→ **Provided material**:
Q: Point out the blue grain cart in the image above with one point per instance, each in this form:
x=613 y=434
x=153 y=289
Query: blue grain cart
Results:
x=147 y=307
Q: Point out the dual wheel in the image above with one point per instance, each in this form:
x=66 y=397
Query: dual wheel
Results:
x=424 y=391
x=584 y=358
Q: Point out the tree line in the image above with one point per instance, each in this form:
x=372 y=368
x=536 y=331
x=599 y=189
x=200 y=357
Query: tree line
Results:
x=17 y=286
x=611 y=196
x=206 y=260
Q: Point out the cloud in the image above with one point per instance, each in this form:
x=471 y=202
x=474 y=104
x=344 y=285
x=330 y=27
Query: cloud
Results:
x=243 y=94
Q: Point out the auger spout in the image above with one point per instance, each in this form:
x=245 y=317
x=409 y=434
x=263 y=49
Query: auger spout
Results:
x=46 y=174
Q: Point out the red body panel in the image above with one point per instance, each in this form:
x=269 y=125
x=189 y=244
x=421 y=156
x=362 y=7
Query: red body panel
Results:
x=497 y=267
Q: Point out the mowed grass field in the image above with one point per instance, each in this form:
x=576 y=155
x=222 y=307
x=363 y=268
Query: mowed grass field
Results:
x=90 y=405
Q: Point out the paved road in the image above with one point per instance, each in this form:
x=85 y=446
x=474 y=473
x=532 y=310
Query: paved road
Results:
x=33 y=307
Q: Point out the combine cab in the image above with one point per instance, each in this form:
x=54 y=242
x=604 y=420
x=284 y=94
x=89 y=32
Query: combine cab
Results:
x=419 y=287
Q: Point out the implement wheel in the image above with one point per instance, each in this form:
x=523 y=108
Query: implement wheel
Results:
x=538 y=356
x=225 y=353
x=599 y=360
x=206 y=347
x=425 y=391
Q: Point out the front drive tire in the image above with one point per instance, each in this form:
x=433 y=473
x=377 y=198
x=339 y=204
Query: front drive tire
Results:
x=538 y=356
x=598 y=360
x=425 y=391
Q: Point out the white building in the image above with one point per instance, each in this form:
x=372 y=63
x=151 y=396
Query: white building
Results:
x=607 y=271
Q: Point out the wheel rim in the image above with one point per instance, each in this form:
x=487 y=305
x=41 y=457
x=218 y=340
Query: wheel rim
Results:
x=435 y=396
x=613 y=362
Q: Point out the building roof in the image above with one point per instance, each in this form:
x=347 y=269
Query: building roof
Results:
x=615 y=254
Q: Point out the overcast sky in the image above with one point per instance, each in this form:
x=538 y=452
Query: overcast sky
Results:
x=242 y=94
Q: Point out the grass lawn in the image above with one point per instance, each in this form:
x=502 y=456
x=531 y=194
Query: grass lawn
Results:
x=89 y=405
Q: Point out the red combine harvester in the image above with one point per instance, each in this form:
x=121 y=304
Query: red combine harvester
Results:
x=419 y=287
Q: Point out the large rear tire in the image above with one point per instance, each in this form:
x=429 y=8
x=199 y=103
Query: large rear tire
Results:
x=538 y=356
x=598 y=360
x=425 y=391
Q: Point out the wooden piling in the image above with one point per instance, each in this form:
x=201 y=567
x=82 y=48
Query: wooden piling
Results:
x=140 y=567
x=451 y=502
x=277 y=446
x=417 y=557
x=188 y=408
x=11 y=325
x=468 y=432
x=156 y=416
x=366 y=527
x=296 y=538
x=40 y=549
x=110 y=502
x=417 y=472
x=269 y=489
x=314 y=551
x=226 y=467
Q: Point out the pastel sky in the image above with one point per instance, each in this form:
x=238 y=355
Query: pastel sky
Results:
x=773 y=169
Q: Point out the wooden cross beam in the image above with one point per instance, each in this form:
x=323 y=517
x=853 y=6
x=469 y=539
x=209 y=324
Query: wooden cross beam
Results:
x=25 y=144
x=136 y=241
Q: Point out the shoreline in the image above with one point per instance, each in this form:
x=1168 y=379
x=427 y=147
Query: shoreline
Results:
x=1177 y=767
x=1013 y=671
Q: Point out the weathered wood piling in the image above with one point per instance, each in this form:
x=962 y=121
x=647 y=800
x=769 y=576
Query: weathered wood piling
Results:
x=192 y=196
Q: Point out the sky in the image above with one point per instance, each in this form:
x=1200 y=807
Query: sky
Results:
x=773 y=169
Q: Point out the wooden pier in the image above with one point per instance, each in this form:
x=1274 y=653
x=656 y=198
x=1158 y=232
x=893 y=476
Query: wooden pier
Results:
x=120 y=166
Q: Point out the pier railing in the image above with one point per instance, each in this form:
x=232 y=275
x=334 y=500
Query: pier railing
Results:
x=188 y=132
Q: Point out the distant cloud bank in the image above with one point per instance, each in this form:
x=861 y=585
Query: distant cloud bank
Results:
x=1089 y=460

→ **Written instruction**:
Copy the listing above, substituting "a single point for each instance" for every occurrence of "one point per instance" and leaving everything else unchanged.

→ **Solution to this problem**:
Q: Point out the blue grain cart in the image above with a single point for each instance, each in this form:
x=613 y=434
x=153 y=289
Query: blue grain cart
Results:
x=147 y=307
Q: Point out the dual wheel in the image above with a single point for each instance, each in this form:
x=66 y=397
Query: dual wheel
Results:
x=424 y=391
x=584 y=358
Q: Point out the tree line in the image above with a single point for each instance, each in this form:
x=372 y=368
x=536 y=331
x=599 y=189
x=200 y=357
Query: tree line
Results:
x=17 y=286
x=611 y=196
x=206 y=260
Q: Point out the cloud in the image above with a single point for each instance, each in this form:
x=471 y=202
x=474 y=104
x=344 y=285
x=330 y=27
Query: cloud
Results:
x=243 y=94
Q: Point out the auger spout in the image above with a single point for each instance, each in this form:
x=245 y=317
x=409 y=434
x=263 y=49
Query: auger spout
Results:
x=46 y=174
Q: Point out the red body panel in the image above with a single point for each instance, each in this form:
x=269 y=125
x=189 y=244
x=421 y=156
x=362 y=7
Query: red body panel
Results:
x=497 y=267
Q: Point out the mowed grass field in the image above with a single point for each instance, each in this form:
x=576 y=155
x=222 y=307
x=363 y=268
Query: mowed grass field
Results:
x=90 y=405
Q: Point out the paved road in the image above with a single point for each instance, each in this form:
x=85 y=446
x=474 y=473
x=532 y=310
Query: paved road
Results:
x=33 y=307
Q: Point out the combine cab in the image above with a single point for each instance, each in this form:
x=54 y=242
x=604 y=420
x=284 y=94
x=89 y=32
Query: combine cab
Results:
x=419 y=287
Q: Point out the implement wheel in the image above with a single point for each instance, each in this form:
x=523 y=108
Query: implement wheel
Results:
x=538 y=356
x=225 y=353
x=599 y=360
x=206 y=347
x=425 y=391
Q: Point out the front drive tire in the image above with a single point for each instance, each in this form:
x=433 y=473
x=377 y=198
x=339 y=204
Query: front drive tire
Results:
x=538 y=356
x=598 y=360
x=425 y=391
Q: Point out the white building in the image above with a single point for each instance, each in this form:
x=372 y=63
x=151 y=396
Query: white building
Results:
x=607 y=271
Q: Point out the wheel rim in the image above with a single point for each instance, each in this form:
x=487 y=305
x=41 y=457
x=218 y=340
Query: wheel rim
Results:
x=435 y=396
x=613 y=362
Q: Point out the building roof in the image above with a single point for each instance, each in this form:
x=347 y=269
Query: building roof
Results:
x=615 y=254
Q: Point out the overcast sky in the image above with a single point for each instance, each in this form:
x=538 y=452
Query: overcast sky
Results:
x=242 y=94
Q: Point out the grass lawn in the image above with a single point for each instance, each in this form:
x=502 y=456
x=531 y=194
Query: grass lawn
Results:
x=89 y=405
Q: Point out the red combine harvester in the image above with a single point for each instance, each in this form:
x=121 y=304
Query: red combine harvester
Results:
x=419 y=287
Q: Point out the large rear tire in the image above with a single point for each instance, each in this form:
x=429 y=8
x=199 y=103
Query: large rear tire
Results:
x=538 y=356
x=598 y=360
x=425 y=391
Q: Point out the wooden piling in the image above with a single point for each instance, each in this form:
x=201 y=567
x=82 y=48
Query: wooden piling
Results:
x=140 y=567
x=451 y=502
x=277 y=446
x=417 y=557
x=188 y=408
x=11 y=325
x=468 y=432
x=156 y=416
x=366 y=527
x=296 y=538
x=40 y=549
x=110 y=502
x=417 y=472
x=269 y=489
x=314 y=551
x=226 y=467
Q: Point out the pastel sky in the image above with a single point for each instance, each in this form:
x=238 y=355
Query: pastel sky
Results:
x=773 y=169
Q: Point out the wooden cross beam in the image above with a single point for each instance, each in this form:
x=323 y=517
x=853 y=6
x=469 y=539
x=209 y=324
Query: wooden cross beam
Results:
x=25 y=144
x=136 y=241
Q: Point out the shoreline in the image above with a single point for each instance, each in this form:
x=1168 y=379
x=427 y=147
Query: shoreline
Results:
x=1177 y=767
x=1013 y=671
Q: Point out the weathered wood piling in the image above with a single point for each instance, each in this form:
x=962 y=121
x=647 y=800
x=769 y=576
Query: weathered wood piling
Results:
x=192 y=196
Q: Point out the sky in the image above with a single point for each instance, each in this form:
x=1200 y=807
Query: sky
Results:
x=773 y=169
Q: Point out the wooden pier in the image above with a single point for each instance, each in this form:
x=1274 y=653
x=656 y=198
x=1158 y=232
x=893 y=476
Query: wooden pier
Results:
x=120 y=166
Q: Point out the pier railing in the image above with a single point for each instance, each in this form:
x=232 y=275
x=334 y=500
Query: pier railing
Results:
x=188 y=132
Q: Point out the distant cloud bank in the image above with a single point for each instance, each in this form:
x=861 y=585
Query: distant cloud bank
Results:
x=1089 y=460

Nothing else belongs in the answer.